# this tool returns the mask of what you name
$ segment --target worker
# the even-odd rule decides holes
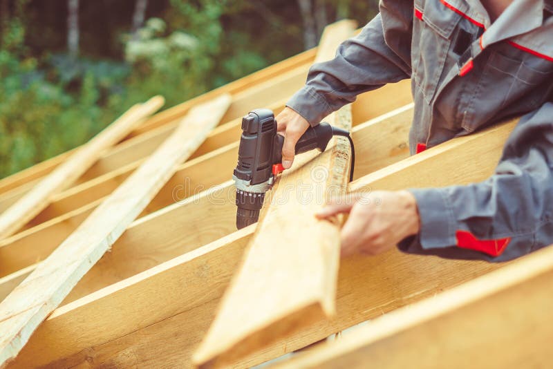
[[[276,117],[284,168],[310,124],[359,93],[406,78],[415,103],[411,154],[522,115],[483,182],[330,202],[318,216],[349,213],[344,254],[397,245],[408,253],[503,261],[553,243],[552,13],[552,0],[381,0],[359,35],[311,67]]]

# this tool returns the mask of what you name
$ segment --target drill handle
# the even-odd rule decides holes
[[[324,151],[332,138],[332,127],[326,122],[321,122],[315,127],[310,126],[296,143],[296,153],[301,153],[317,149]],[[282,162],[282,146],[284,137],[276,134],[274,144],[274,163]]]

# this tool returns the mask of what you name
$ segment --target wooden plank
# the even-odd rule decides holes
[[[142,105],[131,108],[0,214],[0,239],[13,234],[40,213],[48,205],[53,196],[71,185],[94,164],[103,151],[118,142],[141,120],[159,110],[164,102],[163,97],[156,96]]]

————

Turn the lines above into a numbered list, skipping the blank lines. Leave the pictures out.

# FINISHED EXERCISE
1. # this tool returns the mask of what you name
2. $ segment --target worker
3. # the even-odd rule decides holes
4. [[[276,117],[284,168],[310,124],[359,93],[406,78],[415,103],[411,154],[522,115],[483,182],[330,202],[318,216],[349,213],[344,254],[397,245],[408,253],[503,261],[553,243],[552,13],[552,0],[381,0],[359,35],[311,67]]]
5. # this tool returns the mask of what you name
6. $ segment --target drill handle
7. # the even-odd rule decides holes
8. [[[324,151],[332,138],[332,127],[326,122],[321,122],[315,127],[310,126],[296,143],[296,153],[301,153],[317,149]],[[282,162],[282,146],[284,137],[276,134],[274,144],[274,163]]]
9. # this tool returns the mask of what you name
10. $ segment --target wooden plank
11. # the even-odd rule decides holes
12. [[[142,105],[131,108],[0,214],[0,239],[13,234],[40,213],[48,205],[53,196],[71,185],[94,164],[103,151],[118,142],[141,120],[159,110],[164,102],[163,97],[156,96]]]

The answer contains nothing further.